*Task to carry out*. Convert all of the records below into a two-column CSV with the headers request and answer. Give one row per request, and put its text and its answer each in a single quoted field with line breaks replaced by spaces.

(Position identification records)
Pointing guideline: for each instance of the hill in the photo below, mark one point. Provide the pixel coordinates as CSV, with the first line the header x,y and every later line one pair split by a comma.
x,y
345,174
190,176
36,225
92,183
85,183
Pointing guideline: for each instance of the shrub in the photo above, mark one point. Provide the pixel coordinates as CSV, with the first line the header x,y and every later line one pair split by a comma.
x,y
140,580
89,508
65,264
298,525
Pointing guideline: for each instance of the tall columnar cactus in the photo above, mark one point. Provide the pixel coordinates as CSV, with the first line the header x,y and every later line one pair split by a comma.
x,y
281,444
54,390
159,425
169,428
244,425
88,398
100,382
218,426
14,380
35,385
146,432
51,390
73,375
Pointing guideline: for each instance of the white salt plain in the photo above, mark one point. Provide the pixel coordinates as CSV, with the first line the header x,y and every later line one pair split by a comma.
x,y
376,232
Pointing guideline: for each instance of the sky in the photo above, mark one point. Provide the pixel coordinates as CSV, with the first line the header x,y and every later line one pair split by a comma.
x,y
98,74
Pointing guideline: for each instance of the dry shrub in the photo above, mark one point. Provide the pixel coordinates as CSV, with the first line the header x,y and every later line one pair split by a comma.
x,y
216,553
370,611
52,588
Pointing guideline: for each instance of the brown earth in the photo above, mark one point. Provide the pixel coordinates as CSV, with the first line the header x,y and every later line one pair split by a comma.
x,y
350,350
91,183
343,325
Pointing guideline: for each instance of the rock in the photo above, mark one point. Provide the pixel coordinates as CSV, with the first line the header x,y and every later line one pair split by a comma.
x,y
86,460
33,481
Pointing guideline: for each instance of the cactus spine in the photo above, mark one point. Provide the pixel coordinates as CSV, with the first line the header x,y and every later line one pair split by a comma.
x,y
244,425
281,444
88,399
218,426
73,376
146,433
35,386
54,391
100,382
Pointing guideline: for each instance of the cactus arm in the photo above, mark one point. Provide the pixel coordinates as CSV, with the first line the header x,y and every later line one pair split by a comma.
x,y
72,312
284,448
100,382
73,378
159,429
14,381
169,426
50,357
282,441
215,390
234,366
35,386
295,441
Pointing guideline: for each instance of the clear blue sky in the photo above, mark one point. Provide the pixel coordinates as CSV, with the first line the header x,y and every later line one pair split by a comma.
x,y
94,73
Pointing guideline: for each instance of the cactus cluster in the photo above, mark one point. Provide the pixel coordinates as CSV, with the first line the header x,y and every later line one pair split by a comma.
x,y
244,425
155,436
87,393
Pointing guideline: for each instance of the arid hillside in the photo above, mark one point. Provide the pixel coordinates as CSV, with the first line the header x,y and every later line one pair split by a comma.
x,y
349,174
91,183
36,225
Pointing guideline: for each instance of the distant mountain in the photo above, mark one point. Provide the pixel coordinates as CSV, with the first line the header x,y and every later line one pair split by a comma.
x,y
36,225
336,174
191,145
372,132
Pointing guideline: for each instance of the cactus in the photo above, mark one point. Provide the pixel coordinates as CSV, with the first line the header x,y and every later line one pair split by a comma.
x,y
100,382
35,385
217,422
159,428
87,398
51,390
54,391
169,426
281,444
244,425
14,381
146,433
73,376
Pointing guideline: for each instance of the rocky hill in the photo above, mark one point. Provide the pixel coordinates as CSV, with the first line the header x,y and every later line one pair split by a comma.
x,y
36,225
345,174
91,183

*Final result*.
request,answer
"Pointing guideline: for each instance of the hill in the photo below, mark one point. Provide the pixel coordinates as CSV, with the first line the header x,y and every later line one pair split by a comma.","x,y 345,174 190,176 36,225 92,183 85,183"
"Pointing guideline: for each instance of the shrub in the photo above, mark one point. Provide the pixel coordinates as CSV, with the first line the header x,y and every later line one pair split by a comma.","x,y 140,580 89,508 65,264 298,525"
"Pointing guideline: for each instance of the tall columnar cactus in the photo above, mark one point. Provide the pixel coordinates as CSV, with the first line the header x,y and every later line one pair split by a comma.","x,y 281,444 54,390 159,425 169,428 244,425 88,398 100,382 218,426 14,380 35,385 146,432 51,390 73,375"
"Pointing guideline: for each instance of the white salt plain in the photo above, mark one point. Provide the pixel coordinates as CSV, with the first line the header x,y and every later line one pair split by a comma.","x,y 376,232"
"Pointing guideline: for each instance of the sky in the photo above, mark one point. Provide the pixel coordinates as CSV, with the first line the header x,y and every later line one pair split by a comma.","x,y 98,74"
"Pointing guideline: for each instance of the dry shrub in the photo above, mark one point. Provide the pixel coordinates as CSV, with the first line the header x,y and every later line one pair split by a comma.","x,y 216,553 370,611 52,588"
"Pointing guideline: for each instance of the brown earth in the photo above, mark one point. Provide the pixel coordinates as CSV, with the first line the header x,y and every later line one pair split by a comma.","x,y 350,350 91,183 343,325"
"Pointing guideline: for each instance of the rock in the photo above, mark one point. Provide the pixel coordinates as CSV, with the first line the header x,y and every later line one pair split by a comma.","x,y 86,460 33,481"
"Pointing guideline: for each instance of the cactus spine in the photo above, mark one point. Provide the pixel coordinates as CSV, with the first line the header x,y and every later line one pair split by a comma.","x,y 244,425 281,444 88,399 218,426 73,376 146,433 35,386 54,391 100,382"
"Pointing guideline: for each instance of the cactus arm in the photo above, mark one point. Provide the pixel coordinates as CSV, with the first line the header x,y and every later line one pair split by a comma.","x,y 72,312 284,448 100,382 73,378 159,429 14,381 169,426 50,357 282,441 215,390 234,366 35,386 295,441"
"Pointing guideline: for each instance of the clear blue sky in the photo above, mark one point. Provide the pixel coordinates as CSV, with the first line the header x,y and every later line one pair split by a comma.","x,y 94,73"
"Pointing guideline: for each instance of the cactus cluster in the photo above, mark one point. Provide the pixel coordinates as CSV, with the first line the header x,y and every later line one pair split by a comma.","x,y 244,425 155,436 87,393"
"Pointing guideline: for each instance of the arid hillside in the photo above, mark one point. Provide the pixel coordinates as CSV, with the first line the header x,y and every later line one pair split by a comma.","x,y 349,174 91,183 36,225"
"Pointing guideline: for each instance of the distant mountain in the photo above, mark one point. Provide the pixel coordinates as CSV, with the first line the header x,y and every later line one pair split by a comma.","x,y 36,225 336,174 191,145 372,132"
"Pointing guideline: for each instance of the cactus in the photo above, mark one point. Provide the pixel coordinates as CSV, with the first line the header x,y and every later line one pair split by a comma.","x,y 100,382 35,385 217,422 159,428 87,398 51,390 54,391 169,426 281,444 244,425 14,381 146,433 73,376"
"Pointing guideline: for each instance of the rocky hill in the photo above, mark one point. Provide the pixel coordinates as CSV, with the first line the header x,y and every later line one pair split by a comma.","x,y 36,225 345,174 91,183"